* What you have to do *
The entries below must be repeated exactly. None may be skipped.

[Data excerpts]
★ ★ ★

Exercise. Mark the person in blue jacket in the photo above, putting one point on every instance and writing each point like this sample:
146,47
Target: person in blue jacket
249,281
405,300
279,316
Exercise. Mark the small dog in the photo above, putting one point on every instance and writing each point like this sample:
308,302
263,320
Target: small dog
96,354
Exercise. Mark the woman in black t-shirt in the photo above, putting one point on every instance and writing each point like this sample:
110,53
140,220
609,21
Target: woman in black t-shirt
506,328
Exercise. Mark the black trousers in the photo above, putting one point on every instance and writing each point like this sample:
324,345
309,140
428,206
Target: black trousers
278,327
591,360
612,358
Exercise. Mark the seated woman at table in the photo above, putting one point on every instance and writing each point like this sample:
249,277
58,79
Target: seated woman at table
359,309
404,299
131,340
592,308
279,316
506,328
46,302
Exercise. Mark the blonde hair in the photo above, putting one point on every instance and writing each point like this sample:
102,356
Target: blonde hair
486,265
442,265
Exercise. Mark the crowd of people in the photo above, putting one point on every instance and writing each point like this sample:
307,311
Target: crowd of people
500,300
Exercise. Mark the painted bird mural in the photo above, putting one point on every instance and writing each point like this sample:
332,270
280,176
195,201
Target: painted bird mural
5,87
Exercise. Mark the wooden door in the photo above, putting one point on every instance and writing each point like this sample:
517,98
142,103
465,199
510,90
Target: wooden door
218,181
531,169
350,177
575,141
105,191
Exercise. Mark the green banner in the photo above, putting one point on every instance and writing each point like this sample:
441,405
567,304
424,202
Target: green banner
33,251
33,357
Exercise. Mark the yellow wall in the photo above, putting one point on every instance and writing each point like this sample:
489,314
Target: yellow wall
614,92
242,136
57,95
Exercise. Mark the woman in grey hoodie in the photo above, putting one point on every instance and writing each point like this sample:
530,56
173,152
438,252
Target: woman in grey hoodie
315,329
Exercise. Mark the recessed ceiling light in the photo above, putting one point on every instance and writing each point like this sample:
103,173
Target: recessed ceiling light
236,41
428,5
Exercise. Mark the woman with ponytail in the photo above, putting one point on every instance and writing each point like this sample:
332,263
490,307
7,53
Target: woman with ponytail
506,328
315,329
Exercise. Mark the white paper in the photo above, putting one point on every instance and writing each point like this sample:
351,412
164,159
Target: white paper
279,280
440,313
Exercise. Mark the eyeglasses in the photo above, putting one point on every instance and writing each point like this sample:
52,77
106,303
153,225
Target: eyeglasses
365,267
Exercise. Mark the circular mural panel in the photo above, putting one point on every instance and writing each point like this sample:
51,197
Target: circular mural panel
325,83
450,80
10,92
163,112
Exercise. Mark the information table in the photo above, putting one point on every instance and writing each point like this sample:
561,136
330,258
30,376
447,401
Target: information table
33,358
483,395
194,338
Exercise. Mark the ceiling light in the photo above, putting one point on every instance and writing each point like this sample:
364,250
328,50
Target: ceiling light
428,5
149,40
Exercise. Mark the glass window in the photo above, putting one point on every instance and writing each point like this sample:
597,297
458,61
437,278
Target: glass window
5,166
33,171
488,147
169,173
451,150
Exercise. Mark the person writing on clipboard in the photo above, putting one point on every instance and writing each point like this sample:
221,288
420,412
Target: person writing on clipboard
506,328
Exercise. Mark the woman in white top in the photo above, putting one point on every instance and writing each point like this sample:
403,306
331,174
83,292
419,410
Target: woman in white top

★ ★ ★

* Reply to the exercise *
Exercise. Mark the person in blue jacket in the photo above, putting one point on every instance and writing each point like this sample:
146,47
Target: person in blue jacket
249,281
405,300
279,316
Exercise. Mark the small dog in the photo above, putting one point on every instance and writing each point like this sample:
308,302
263,320
Target: small dog
96,354
Exercise. Mark the woman in black t-shirt in the photo above, putting one point on every instance and writing each point like this sample:
110,53
140,220
609,21
Target: woman in black t-shirt
506,328
Exercise. Mark the black trousers in the photo above, putting one point on every instance and writing each point like this sample:
324,345
309,140
428,206
Target: black trousers
278,327
591,360
612,358
Exercise. Mark the seated woman at table in the photo above, putting one point on every instance and writing each point like this sample:
249,277
58,79
Target: seated woman at table
359,309
404,299
131,340
592,308
279,316
506,328
46,302
Exercise. Mark the blonde hair in the photo above, putting one point on every instance and writing each point like this sample:
102,356
Target: blonde hair
486,265
442,265
Exercise. Mark the crowd of people in the photo above, putting one point on every instance and writing each point like this sample:
307,311
Target: crowd of people
500,300
Exercise. Mark the painted bird mural in the photo above, putting one point on every instance and writing each point like this sample:
332,270
280,176
195,201
Target: painted bird mural
5,87
Exercise. Mark the wooden door in the photo above, putting one point on every instance and writing each point like this sample:
517,98
142,103
465,199
510,90
Target: wooden door
218,181
531,169
350,177
575,141
105,191
Exercise. Mark the green banner in the photo above, putting one point on every instance and writing each point like this sample:
441,405
567,304
424,202
Target: green banner
33,251
33,357
Exercise. Mark the yellow wall in the photo above, putting one point on every instance and writing each point like this sample:
489,314
Target: yellow wall
614,92
242,136
57,95
Exercise. Mark the woman in grey hoodie in the photo above, putting one point on every instance and writing each point like this sample:
530,56
173,152
438,252
Target: woman in grey hoodie
315,329
Exercise. Mark the recessed ceiling light in the photo above, putting one point on every instance and writing each point like this sample:
103,173
Target: recessed ceiling light
236,41
428,5
Exercise. Mark the woman with ponytail in the photo above, putting one point on every instance and writing each point like this sample:
332,263
490,307
7,53
Target: woman with ponytail
506,328
315,329
Exercise. Mark the white paper in the photo above, putting one point on every instance and writing each point like this sample:
351,412
164,159
Target: white paper
279,280
440,313
Exercise. Mark the eyeglasses in the photo above, putting one point on every instance and writing each point like this sample:
52,77
106,303
153,225
Target: eyeglasses
365,267
Exercise. Mark the circular mural panel in the photo above, putting one point on every instance and writing each point like this sample:
51,197
Target: circular mural panel
325,83
450,80
10,92
163,112
Exercise. Mark the information table in the photo above, putting one point on every instance and writing each point like this sample:
561,136
330,258
30,376
447,401
Target: information table
33,358
483,395
194,338
Exercise. Mark the ceiling light in the photo above, putting one point on every instance and writing each point like this sample:
364,250
328,50
Target: ceiling light
428,5
149,40
Exercise. Mark the glass window in the photo above, putting one point on every instance and writing each point like this sample:
597,297
458,61
437,278
Target: glass window
5,166
33,171
488,147
169,173
451,150
Exercise. Mark the person writing on clipboard in the photo above, putting one point on every instance and writing each point like this sample:
221,288
420,412
Target: person writing on clipboard
506,328
Exercise. Mark the woman in white top in the photo above, putting one point on every instance and writing each point like this sample:
403,306
331,174
83,292
419,410
Target: woman in white top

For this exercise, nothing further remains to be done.